- **WHAT THIS TASK INVOLVES**
Word for word, retype the first line of the records and every following line through the one containing "box: [3, 0, 288, 340]".

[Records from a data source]
---*---
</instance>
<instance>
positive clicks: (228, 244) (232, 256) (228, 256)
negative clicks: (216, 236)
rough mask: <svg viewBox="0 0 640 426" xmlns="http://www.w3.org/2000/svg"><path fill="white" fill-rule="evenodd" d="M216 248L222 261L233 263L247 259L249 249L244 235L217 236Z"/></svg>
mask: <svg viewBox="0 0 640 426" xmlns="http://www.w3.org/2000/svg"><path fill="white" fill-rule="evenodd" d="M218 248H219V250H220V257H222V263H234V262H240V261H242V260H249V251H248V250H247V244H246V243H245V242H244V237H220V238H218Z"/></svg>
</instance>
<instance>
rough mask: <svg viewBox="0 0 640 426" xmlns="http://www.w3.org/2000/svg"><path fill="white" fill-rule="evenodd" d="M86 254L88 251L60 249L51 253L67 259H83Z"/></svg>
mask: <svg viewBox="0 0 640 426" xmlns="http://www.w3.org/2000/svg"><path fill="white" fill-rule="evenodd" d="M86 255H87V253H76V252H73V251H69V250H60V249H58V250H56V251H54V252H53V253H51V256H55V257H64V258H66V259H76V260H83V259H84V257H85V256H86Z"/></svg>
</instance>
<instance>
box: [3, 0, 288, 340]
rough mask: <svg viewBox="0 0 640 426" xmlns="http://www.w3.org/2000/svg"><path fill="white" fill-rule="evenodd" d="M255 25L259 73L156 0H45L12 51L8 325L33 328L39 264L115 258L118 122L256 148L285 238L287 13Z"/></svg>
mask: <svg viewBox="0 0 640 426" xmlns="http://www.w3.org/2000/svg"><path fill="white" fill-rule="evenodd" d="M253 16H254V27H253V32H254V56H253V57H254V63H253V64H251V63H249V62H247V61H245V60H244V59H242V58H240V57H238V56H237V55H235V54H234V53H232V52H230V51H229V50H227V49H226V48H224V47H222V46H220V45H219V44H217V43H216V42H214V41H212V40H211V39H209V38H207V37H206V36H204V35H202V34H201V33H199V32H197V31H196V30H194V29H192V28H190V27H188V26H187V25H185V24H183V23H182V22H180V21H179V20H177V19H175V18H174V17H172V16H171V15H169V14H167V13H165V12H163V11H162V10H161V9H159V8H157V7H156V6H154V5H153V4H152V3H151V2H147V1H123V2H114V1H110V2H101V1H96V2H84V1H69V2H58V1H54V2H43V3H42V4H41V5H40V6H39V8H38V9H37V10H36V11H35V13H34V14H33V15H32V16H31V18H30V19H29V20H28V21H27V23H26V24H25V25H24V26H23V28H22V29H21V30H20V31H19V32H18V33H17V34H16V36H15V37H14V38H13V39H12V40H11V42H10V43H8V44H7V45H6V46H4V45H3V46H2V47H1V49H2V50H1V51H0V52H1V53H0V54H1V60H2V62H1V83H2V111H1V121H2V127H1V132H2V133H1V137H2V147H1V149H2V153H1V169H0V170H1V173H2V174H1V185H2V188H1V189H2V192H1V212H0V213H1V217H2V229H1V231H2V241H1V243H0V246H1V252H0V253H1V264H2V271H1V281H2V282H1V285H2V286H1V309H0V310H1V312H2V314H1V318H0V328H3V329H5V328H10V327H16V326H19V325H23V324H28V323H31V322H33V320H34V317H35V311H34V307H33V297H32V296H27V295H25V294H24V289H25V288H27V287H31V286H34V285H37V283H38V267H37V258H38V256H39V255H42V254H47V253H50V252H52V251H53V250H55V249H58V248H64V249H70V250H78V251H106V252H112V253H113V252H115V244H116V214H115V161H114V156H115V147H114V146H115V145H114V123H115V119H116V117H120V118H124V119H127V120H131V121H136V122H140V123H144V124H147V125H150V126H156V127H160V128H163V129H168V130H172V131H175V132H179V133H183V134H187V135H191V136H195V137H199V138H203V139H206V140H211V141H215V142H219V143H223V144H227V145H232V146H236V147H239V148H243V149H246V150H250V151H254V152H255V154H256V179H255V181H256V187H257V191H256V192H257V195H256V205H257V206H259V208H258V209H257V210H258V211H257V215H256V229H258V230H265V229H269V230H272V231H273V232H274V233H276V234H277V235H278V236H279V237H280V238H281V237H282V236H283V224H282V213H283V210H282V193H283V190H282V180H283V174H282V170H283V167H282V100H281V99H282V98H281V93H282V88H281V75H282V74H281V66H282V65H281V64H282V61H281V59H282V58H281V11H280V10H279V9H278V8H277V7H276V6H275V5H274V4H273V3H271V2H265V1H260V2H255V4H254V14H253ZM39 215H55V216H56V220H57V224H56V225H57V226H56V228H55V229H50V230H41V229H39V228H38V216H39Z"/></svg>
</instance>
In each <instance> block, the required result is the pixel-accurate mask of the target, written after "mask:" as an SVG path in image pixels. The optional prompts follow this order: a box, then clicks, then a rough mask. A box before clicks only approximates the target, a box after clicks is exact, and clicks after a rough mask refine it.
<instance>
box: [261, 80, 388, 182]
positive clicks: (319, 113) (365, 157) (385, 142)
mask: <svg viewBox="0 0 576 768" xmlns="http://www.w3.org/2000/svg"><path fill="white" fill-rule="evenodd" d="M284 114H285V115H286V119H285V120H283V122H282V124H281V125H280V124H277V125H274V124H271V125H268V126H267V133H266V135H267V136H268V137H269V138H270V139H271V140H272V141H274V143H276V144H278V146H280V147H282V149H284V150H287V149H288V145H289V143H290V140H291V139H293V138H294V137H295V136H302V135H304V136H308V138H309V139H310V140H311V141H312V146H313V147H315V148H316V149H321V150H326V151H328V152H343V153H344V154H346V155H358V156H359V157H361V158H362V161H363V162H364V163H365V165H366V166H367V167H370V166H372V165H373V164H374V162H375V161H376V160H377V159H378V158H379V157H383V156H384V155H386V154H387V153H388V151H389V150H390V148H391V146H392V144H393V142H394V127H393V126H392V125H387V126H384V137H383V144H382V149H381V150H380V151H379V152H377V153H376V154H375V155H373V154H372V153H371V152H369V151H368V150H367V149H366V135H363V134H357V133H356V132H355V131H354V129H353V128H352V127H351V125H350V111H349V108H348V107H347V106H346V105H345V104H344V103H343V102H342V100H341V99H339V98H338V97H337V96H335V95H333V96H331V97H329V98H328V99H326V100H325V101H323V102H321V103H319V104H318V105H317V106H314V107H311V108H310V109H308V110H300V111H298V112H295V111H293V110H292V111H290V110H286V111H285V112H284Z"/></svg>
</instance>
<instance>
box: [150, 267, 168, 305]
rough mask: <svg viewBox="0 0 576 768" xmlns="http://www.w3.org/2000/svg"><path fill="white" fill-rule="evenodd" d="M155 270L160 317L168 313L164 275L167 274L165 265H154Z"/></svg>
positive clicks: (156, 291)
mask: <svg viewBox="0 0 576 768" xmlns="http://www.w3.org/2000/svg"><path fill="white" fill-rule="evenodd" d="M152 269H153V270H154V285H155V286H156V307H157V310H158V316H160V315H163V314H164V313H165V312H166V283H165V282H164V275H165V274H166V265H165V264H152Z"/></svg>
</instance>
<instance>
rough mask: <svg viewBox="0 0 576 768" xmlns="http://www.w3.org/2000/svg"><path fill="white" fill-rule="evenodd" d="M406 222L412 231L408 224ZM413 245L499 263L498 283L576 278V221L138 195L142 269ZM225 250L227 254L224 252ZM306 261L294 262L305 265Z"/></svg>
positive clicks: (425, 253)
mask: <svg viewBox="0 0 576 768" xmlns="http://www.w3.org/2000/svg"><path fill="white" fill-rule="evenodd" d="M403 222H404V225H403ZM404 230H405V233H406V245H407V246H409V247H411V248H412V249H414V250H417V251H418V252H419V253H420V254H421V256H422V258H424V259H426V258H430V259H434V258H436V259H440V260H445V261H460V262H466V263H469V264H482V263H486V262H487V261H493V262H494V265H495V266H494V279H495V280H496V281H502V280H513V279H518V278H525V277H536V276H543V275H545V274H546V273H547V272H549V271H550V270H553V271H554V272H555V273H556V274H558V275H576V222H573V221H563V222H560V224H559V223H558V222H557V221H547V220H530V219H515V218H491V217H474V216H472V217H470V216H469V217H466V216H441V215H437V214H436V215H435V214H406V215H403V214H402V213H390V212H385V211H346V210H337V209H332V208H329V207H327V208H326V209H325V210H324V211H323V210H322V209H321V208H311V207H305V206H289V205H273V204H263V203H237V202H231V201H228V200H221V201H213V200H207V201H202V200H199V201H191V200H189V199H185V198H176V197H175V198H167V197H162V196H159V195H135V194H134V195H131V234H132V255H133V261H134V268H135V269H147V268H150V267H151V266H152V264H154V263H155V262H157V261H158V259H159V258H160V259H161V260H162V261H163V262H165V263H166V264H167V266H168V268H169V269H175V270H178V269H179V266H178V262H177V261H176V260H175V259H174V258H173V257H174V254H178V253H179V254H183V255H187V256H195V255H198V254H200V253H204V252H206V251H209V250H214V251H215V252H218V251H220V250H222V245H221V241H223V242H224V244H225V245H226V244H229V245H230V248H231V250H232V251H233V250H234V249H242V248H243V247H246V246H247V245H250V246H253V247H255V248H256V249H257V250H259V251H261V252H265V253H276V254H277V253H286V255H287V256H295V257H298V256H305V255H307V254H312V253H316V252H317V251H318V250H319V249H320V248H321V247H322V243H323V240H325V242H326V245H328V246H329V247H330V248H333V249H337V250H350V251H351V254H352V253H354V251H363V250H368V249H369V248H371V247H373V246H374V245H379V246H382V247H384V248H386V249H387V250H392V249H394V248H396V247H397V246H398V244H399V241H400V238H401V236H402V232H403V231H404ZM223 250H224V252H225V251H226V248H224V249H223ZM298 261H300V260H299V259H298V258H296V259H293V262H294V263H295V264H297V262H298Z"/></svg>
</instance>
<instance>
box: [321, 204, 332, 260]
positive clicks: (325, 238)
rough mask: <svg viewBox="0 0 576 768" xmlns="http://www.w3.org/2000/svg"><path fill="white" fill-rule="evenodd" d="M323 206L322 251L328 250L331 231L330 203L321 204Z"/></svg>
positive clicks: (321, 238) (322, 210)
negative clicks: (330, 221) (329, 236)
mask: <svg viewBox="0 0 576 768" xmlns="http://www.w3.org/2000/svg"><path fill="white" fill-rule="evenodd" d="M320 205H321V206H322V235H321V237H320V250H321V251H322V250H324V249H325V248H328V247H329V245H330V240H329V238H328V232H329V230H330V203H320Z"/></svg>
---*---
- **TASK SOLUTION**
</instance>
<instance>
positive clicks: (228, 244) (232, 256) (228, 256)
negative clicks: (216, 236)
rough mask: <svg viewBox="0 0 640 426" xmlns="http://www.w3.org/2000/svg"><path fill="white" fill-rule="evenodd" d="M216 248L222 261L233 263L247 259L249 249L244 235L217 236Z"/></svg>
mask: <svg viewBox="0 0 640 426" xmlns="http://www.w3.org/2000/svg"><path fill="white" fill-rule="evenodd" d="M218 248H219V250H220V257H222V263H234V262H240V261H242V260H249V251H248V250H247V244H246V243H245V242H244V237H220V238H218Z"/></svg>
</instance>
<instance>
rough mask: <svg viewBox="0 0 640 426" xmlns="http://www.w3.org/2000/svg"><path fill="white" fill-rule="evenodd" d="M86 254L88 251L60 249L51 253L67 259H83Z"/></svg>
mask: <svg viewBox="0 0 640 426" xmlns="http://www.w3.org/2000/svg"><path fill="white" fill-rule="evenodd" d="M86 255H87V253H76V252H73V251H69V250H60V249H58V250H56V251H54V252H53V253H51V256H55V257H64V258H66V259H76V260H83V259H84V257H85V256H86Z"/></svg>
</instance>
<instance>
box: [3, 0, 288, 340]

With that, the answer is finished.